» **Passage**

###

# AMYLOIDOGENIC INDUCTION OF CELLULAR SENESCENCE IN ALZHEIMER'S DISEASE

> **NIH NIH R01** · YALE UNIVERSITY · 2022 · $411,503

## Abstract

PROJECT SUMMARY
 Cellular senescence, one of the major hallmarks of aging, describes the sudden inability for cells to divide.
Senescent cells often accumulate with age, in response to physical and chemical stressors (genomic instability,
telomere attrition, irradiation, etc.), though the overlap between these stressors and neurological diseases such
as Alzheimer’s Disease (AD) is currently unknown. In-vitro experiments of senescence often utilize contrived
stressors such as hydrogen peroxide or radiation, that may not be physiologically relevant for age-related
diseases such as AD. Furthermore, the senescence phenotypes observed in vitro are likely not complete models
for what is occurring in dynamic biological systems.

###

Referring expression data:
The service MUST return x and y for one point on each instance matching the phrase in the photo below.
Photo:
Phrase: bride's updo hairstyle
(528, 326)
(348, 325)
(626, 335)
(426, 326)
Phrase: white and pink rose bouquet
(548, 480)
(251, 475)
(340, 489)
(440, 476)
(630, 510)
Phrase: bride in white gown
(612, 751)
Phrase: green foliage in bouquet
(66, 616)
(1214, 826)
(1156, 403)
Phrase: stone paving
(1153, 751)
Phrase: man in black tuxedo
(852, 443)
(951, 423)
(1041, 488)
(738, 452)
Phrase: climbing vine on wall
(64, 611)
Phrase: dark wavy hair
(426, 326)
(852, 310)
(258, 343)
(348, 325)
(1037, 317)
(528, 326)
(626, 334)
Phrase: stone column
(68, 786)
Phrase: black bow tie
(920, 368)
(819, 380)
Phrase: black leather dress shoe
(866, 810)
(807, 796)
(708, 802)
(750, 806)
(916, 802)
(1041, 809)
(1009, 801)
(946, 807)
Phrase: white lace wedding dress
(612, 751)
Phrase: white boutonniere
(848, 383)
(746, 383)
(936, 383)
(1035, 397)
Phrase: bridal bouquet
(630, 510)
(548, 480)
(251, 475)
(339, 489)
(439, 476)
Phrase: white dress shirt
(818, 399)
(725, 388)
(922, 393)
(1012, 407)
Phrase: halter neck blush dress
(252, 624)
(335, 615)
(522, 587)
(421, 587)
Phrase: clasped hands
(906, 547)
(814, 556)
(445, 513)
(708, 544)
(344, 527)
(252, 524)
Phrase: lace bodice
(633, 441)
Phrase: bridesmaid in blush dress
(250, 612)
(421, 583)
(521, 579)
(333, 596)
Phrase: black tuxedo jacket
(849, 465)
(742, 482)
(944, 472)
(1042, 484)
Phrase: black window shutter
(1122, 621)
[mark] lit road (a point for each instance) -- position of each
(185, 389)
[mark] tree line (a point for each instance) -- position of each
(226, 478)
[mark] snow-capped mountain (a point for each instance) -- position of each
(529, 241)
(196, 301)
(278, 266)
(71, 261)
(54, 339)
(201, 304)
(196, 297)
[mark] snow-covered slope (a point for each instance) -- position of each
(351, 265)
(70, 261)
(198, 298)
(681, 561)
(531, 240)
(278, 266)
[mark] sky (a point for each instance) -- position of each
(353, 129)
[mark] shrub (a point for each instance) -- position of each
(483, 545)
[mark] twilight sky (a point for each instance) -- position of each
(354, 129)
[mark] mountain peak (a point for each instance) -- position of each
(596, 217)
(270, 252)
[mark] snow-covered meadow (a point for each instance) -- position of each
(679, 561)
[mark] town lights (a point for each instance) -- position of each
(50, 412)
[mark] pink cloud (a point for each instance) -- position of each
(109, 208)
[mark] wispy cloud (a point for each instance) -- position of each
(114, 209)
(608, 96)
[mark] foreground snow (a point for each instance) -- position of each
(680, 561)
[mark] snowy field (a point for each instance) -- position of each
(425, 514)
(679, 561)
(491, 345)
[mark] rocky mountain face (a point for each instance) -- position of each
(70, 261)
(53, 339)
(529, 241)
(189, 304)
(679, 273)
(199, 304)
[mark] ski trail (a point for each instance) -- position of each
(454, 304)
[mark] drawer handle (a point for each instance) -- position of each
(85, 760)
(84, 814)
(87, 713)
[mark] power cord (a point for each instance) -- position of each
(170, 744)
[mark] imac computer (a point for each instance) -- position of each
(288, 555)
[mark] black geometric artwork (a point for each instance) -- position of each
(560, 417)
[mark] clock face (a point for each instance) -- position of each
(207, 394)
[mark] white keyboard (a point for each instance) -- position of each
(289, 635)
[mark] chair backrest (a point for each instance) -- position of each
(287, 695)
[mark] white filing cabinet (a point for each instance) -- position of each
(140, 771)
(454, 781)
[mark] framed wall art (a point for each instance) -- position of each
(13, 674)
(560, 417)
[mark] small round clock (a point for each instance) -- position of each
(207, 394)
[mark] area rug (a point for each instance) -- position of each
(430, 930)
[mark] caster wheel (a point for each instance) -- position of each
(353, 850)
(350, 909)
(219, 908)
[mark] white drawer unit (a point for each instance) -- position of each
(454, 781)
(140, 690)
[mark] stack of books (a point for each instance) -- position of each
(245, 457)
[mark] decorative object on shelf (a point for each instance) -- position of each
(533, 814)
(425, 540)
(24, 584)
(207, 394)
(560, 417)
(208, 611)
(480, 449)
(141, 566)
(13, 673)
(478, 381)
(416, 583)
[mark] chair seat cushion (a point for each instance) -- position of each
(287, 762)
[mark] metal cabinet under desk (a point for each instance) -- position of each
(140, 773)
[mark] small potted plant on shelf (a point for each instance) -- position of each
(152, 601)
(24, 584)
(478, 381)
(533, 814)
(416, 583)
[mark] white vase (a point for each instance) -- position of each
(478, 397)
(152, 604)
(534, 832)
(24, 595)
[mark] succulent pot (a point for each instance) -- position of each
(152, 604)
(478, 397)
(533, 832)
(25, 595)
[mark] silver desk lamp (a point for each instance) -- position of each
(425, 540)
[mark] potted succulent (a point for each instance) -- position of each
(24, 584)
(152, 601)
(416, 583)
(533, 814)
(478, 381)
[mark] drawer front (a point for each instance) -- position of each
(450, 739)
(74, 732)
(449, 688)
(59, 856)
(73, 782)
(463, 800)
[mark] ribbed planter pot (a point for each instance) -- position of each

###

» **Required action**
According to the senescence abstract, which contrived stressors do in-vitro experiments of senescence often use?

» **Response**
Hydrogen peroxide or radiation.